───── Task inputs ─────

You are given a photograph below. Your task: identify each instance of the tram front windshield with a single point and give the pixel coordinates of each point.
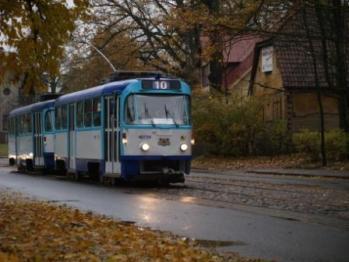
(157, 110)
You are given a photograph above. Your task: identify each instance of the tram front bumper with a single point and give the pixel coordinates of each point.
(171, 168)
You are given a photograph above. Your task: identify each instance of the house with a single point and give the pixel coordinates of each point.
(283, 76)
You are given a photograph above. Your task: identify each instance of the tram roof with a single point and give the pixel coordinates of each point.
(108, 88)
(32, 107)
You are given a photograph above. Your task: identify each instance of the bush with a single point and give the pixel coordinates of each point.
(235, 128)
(309, 143)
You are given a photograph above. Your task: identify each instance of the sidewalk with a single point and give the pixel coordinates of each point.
(301, 172)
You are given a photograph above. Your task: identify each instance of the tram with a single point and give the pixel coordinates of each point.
(135, 126)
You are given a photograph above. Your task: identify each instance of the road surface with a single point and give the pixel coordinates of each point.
(249, 233)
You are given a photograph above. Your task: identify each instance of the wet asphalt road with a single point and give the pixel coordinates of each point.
(251, 234)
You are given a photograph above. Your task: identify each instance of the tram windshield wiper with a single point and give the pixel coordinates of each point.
(146, 111)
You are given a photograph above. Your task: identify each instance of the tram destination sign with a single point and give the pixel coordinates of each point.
(161, 84)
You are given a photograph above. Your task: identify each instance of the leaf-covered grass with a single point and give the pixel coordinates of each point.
(3, 149)
(39, 231)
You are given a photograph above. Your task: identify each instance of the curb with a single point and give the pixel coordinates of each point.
(295, 174)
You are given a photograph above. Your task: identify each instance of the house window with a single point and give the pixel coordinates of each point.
(5, 122)
(277, 109)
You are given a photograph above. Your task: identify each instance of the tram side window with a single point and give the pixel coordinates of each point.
(25, 124)
(96, 112)
(64, 117)
(88, 113)
(10, 126)
(80, 114)
(58, 116)
(48, 121)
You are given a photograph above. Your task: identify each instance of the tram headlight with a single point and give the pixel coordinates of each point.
(184, 147)
(145, 147)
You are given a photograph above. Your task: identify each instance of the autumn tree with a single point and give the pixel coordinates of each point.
(33, 34)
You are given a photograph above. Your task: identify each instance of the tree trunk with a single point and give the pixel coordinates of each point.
(317, 86)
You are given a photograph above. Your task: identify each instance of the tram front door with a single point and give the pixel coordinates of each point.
(112, 136)
(38, 140)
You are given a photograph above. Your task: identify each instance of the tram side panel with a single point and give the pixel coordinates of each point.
(25, 149)
(12, 149)
(89, 151)
(49, 150)
(61, 150)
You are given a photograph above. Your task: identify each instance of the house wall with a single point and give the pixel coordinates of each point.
(305, 111)
(268, 86)
(299, 109)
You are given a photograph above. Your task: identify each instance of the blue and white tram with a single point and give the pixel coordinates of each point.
(136, 128)
(29, 144)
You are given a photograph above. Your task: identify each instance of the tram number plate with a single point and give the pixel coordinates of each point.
(161, 84)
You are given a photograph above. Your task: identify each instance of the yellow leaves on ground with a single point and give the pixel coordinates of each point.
(38, 231)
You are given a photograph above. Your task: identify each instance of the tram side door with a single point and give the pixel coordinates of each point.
(112, 136)
(71, 137)
(38, 140)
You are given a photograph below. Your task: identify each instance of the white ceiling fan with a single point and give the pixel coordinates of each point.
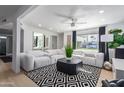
(73, 19)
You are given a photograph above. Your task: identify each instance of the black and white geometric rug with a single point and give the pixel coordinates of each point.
(48, 76)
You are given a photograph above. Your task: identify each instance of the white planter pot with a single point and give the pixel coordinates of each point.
(111, 53)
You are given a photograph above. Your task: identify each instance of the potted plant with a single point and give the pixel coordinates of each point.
(68, 51)
(118, 40)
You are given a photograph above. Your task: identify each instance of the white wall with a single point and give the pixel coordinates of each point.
(115, 26)
(28, 36)
(80, 32)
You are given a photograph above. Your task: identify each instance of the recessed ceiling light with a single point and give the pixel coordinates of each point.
(50, 28)
(101, 11)
(103, 20)
(40, 25)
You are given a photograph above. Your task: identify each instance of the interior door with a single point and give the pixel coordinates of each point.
(54, 42)
(2, 46)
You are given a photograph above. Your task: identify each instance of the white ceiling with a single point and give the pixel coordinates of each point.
(7, 11)
(46, 16)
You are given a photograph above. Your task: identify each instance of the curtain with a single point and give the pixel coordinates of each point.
(74, 39)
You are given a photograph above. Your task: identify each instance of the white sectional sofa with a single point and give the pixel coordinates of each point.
(56, 54)
(90, 58)
(34, 59)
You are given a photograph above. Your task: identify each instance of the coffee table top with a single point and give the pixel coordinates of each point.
(72, 61)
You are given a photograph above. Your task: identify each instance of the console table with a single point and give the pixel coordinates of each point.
(118, 68)
(71, 67)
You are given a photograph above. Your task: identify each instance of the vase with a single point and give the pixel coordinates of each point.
(68, 58)
(111, 53)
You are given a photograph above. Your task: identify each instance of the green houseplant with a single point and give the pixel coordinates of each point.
(118, 40)
(69, 51)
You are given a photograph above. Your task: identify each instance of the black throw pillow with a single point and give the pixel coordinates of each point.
(120, 83)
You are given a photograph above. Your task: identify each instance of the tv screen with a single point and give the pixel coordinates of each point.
(119, 53)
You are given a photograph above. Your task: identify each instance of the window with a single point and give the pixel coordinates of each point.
(38, 40)
(88, 41)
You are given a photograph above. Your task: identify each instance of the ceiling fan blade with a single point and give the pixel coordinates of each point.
(81, 23)
(64, 16)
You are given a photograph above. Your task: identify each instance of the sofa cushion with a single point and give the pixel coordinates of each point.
(60, 52)
(89, 60)
(76, 52)
(51, 52)
(37, 53)
(56, 57)
(41, 61)
(89, 54)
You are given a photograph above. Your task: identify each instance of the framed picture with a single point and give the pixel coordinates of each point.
(68, 39)
(38, 40)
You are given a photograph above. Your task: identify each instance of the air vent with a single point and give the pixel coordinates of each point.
(4, 20)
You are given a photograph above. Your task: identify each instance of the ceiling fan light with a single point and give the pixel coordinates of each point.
(101, 11)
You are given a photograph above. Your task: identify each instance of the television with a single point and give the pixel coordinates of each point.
(119, 53)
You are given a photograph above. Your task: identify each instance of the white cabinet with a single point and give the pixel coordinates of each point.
(118, 68)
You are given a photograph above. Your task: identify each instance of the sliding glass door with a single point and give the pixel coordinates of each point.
(87, 42)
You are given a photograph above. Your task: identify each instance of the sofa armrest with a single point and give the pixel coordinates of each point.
(99, 59)
(28, 64)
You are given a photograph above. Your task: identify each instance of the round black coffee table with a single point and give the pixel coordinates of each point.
(71, 67)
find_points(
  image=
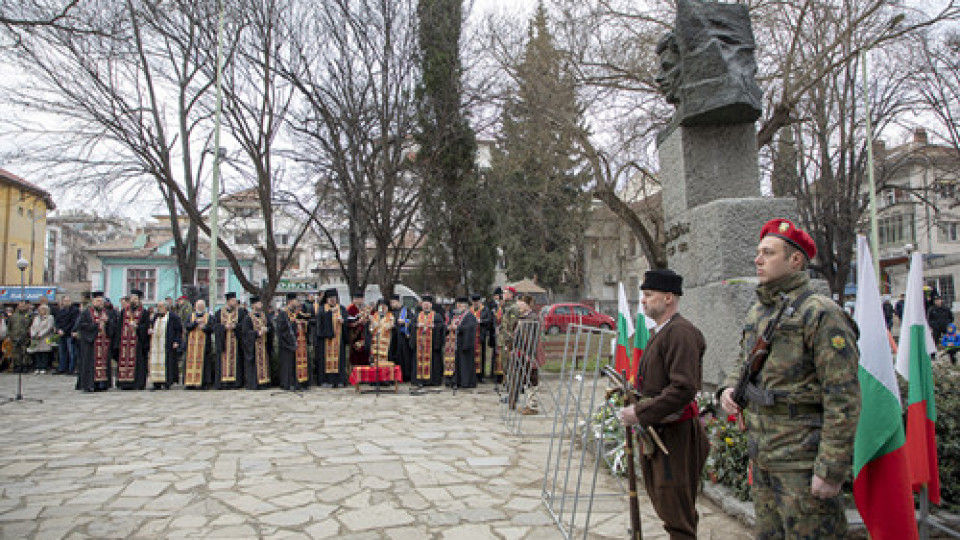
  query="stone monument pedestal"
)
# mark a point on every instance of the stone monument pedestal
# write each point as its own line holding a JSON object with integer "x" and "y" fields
{"x": 713, "y": 213}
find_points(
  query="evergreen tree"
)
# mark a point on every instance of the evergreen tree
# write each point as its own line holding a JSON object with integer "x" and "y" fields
{"x": 542, "y": 215}
{"x": 456, "y": 219}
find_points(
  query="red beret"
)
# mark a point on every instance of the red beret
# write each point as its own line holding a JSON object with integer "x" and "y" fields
{"x": 786, "y": 230}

─────

* **Your goal**
Write the lines out again exactly, beginning at the line that contains "# mark a point on every instance of the stone" and stopping only at the final line of the listing above.

* **Response below**
# mark a point on every instance of the stone monument pedestal
# write each point as its own line holding a JSON object with integer "x" and "y" fields
{"x": 713, "y": 213}
find_points(
  query="evergreen tree"
)
# mark a point on every instance of the evergreen tree
# write each point as its own line holding a JSON object with integer "x" and "y" fields
{"x": 542, "y": 215}
{"x": 456, "y": 219}
find_points(
  query="red beret"
)
# mark a point on every instance of the red beret
# write each point as its own line holding a JSON object with integer "x" and "y" fields
{"x": 786, "y": 230}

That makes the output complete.